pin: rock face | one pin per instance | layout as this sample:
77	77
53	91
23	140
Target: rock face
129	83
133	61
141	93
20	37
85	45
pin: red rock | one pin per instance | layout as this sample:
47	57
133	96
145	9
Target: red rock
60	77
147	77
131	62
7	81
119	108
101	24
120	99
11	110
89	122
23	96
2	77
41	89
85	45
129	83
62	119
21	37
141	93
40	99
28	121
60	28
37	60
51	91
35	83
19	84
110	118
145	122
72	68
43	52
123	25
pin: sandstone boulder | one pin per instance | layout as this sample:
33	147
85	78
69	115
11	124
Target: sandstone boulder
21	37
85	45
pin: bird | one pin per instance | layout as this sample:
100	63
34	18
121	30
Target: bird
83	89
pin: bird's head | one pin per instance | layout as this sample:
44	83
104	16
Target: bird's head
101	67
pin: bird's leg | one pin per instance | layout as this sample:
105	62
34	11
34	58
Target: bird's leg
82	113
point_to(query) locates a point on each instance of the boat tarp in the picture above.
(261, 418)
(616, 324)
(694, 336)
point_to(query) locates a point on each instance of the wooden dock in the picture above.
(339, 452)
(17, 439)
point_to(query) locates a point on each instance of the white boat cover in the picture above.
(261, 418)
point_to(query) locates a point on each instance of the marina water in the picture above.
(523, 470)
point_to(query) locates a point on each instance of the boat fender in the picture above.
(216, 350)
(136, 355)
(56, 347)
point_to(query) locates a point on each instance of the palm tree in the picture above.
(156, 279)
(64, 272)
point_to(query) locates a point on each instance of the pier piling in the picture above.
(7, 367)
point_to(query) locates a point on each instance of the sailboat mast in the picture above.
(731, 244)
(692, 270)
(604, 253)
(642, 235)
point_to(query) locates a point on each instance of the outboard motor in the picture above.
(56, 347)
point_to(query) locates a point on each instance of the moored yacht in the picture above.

**Given problem**
Rewrite every one of the records above, substituting "cliff face" for "rock face" wherever it occurs and keeping everything else the same.

**Task result**
pin: cliff face | one pin per instance | layout as this sample:
77	77
53	91
23	140
Target: cliff face
129	83
133	61
141	93
20	37
85	45
pin: red rock | one pin per instance | layout as this sample:
47	57
133	96
145	9
Target: red rock
60	77
147	77
131	62
7	81
119	108
101	24
120	99
11	110
89	122
23	96
2	77
41	89
85	45
129	83
62	119
21	37
141	93
40	99
28	121
60	28
37	60
51	91
35	83
19	84
110	118
145	122
72	68
43	52
123	25
pin: sandstone boulder | one pin per instance | layout as this sample:
33	147
85	78
69	115
11	124
Target: sandstone boulder
21	37
85	45
pin: bird | one pin per instance | layout as this sample:
100	63
34	18
121	30
Target: bird
83	89
pin: bird's head | one pin per instance | layout as this sample:
44	83
104	16
Target: bird's head
101	67
pin: bird's leg | one pin per instance | layout as this sample:
105	62
34	11
34	58
Target: bird's leg
82	113
point_to(query) locates a point on each instance of the boat tarp in the picture above.
(261, 418)
(616, 324)
(694, 336)
point_to(query) locates a point on each instance of the wooden dock in the picture above.
(339, 452)
(17, 439)
point_to(query) locates a point on each instance of the white boat cover in the picture above.
(261, 418)
point_to(query) locates a point on each instance of the marina water in the picture above.
(523, 470)
point_to(query) locates a point on each instance of the boat fender in the picture above.
(216, 350)
(136, 355)
(56, 347)
point_to(query) locates a point on each instance of the palm tree in the picture above.
(156, 279)
(64, 272)
point_to(query) locates a point on each instance of the pier piling in the picture above.
(7, 367)
point_to(query) locates a point on each instance of the sailboat mast in the picture above.
(731, 244)
(692, 270)
(604, 253)
(642, 235)
point_to(query) locates a point on each instance of the outboard motor in the picture above.
(56, 347)
point_to(query) locates a point on each instance of the moored yacht in the picture above.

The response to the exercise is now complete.